## [THE PROBLEM]
Reproduce word for word the lines of the listing starting at the line that contains "The component shall return one point per instance of the paved" and ending at the last line of the listing, with both of those lines included.

—————

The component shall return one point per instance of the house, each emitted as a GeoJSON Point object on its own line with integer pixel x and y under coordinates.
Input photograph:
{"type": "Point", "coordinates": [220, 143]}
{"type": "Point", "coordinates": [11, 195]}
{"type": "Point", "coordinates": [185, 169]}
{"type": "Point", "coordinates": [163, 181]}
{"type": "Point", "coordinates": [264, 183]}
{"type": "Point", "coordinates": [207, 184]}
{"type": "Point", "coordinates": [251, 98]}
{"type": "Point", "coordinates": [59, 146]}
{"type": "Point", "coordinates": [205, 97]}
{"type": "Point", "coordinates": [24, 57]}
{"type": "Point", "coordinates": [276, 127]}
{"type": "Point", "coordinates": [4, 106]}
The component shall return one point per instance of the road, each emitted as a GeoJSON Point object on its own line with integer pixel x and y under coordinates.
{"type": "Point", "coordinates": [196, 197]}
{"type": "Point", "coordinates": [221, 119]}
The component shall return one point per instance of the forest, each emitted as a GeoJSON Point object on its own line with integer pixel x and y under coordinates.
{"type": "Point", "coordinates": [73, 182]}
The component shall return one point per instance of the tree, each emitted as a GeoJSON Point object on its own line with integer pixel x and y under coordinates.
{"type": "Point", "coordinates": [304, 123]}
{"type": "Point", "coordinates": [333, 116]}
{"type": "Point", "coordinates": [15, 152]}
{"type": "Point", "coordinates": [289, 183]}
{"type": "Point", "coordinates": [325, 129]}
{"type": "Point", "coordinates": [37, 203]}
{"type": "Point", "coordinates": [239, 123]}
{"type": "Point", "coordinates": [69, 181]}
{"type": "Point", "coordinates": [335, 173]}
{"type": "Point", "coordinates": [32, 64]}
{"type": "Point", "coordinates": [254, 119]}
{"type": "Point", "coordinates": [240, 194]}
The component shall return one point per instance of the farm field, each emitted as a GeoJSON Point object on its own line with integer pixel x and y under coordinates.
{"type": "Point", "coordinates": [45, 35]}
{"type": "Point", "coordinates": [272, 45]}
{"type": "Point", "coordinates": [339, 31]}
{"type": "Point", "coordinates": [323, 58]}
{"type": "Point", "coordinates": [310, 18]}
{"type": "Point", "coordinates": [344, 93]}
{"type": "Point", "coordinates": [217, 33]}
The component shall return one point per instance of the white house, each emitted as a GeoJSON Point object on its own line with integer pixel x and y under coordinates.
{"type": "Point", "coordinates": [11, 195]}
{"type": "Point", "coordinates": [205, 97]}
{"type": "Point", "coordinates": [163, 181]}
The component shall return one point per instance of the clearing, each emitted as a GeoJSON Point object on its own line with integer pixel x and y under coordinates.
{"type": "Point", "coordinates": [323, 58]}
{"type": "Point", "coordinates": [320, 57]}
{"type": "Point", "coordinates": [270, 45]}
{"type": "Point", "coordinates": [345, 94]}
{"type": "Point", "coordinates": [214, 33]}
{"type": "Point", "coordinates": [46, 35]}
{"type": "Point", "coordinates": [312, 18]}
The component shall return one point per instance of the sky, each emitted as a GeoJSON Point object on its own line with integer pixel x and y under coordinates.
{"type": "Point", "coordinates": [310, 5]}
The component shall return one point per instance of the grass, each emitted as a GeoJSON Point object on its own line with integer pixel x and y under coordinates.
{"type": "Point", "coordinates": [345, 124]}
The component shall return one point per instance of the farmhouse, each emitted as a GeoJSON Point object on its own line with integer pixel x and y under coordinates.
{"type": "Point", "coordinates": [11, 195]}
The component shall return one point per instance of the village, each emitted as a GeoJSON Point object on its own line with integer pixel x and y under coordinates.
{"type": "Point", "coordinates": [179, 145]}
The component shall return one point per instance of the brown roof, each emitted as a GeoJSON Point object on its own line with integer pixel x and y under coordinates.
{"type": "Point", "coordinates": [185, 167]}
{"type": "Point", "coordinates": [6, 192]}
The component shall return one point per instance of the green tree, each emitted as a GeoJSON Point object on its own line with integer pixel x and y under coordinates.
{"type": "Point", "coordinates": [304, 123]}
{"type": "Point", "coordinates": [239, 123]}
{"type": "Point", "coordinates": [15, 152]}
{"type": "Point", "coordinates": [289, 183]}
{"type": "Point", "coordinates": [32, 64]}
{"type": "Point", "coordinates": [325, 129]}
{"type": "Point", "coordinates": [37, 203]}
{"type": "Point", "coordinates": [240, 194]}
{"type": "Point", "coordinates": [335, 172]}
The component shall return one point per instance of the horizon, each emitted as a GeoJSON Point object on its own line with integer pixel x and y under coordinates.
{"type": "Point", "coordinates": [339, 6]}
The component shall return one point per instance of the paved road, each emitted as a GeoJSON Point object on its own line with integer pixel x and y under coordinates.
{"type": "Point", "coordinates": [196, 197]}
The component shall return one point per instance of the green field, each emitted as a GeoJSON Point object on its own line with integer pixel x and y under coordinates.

—————

## [ANSWER TO THE EXERCISE]
The component shall return one point per instance of the paved road, each emitted as a GeoJSON Point object on its own line with integer pixel x and y under coordinates.
{"type": "Point", "coordinates": [196, 197]}
The component shall return one point per instance of the green field, each emitted as a GeoJSON Point object on its own line with integer pixel x and y under coordinates.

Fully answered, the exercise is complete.